▸ AIM OF THE TASK:
Find every line in the records below that contains the word "blue", and copy each of those lines in full.

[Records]
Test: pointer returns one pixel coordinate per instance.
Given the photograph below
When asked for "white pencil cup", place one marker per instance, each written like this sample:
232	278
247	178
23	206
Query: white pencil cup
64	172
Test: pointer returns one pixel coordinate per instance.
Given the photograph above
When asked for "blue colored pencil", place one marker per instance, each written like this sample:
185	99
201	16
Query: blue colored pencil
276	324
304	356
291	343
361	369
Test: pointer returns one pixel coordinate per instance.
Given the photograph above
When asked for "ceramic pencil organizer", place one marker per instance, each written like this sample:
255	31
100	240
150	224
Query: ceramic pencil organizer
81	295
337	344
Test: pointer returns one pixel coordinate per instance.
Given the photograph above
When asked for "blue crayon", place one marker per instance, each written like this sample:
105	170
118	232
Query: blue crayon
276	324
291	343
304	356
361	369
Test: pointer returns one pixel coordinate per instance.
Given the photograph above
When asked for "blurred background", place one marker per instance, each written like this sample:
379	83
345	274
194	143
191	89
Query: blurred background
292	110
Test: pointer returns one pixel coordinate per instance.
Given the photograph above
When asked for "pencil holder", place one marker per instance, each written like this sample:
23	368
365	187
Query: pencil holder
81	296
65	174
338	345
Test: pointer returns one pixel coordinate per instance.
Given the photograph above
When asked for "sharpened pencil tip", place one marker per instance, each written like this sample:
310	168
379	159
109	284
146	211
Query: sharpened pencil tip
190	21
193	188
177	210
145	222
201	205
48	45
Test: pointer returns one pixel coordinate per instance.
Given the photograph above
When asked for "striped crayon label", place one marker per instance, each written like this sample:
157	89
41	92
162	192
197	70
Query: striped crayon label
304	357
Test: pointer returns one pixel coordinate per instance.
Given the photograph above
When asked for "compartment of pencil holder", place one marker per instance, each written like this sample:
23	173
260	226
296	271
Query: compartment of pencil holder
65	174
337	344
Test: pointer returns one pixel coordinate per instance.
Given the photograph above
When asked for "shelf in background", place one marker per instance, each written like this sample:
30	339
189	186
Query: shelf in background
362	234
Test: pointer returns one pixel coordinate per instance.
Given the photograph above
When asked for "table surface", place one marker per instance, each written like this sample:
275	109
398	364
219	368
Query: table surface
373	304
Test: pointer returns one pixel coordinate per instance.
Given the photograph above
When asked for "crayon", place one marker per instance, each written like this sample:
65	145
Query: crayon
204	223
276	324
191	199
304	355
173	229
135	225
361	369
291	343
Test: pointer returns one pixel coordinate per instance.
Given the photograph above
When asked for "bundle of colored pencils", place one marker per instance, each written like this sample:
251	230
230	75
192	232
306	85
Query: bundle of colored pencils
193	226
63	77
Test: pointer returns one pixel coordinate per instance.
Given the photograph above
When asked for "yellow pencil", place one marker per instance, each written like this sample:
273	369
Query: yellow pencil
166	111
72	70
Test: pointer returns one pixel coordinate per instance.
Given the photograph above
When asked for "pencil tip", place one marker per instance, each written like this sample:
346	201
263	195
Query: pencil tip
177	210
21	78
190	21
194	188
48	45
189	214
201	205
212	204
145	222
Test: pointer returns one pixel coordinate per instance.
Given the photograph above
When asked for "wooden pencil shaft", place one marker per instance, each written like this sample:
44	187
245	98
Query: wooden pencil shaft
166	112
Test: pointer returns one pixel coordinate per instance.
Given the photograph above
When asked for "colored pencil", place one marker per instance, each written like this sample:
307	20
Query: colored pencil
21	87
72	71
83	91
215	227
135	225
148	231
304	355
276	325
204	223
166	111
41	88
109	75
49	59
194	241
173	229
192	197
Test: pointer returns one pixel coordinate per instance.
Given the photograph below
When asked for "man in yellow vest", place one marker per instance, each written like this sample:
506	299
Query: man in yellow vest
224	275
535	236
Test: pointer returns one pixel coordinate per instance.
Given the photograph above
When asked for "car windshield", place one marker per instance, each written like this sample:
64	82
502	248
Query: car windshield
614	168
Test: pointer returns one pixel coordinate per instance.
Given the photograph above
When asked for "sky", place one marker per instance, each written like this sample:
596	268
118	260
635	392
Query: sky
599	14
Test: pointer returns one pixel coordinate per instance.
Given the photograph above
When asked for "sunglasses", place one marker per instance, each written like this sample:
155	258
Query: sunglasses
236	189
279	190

▸ FULL RESPONSE:
When asked for "blue colored pencil", place one marker per instance, each written like this sample:
Query: blue colored pencil
When asked for "blue crayon", place one marker per instance, each written like this sample:
Query: blue crayon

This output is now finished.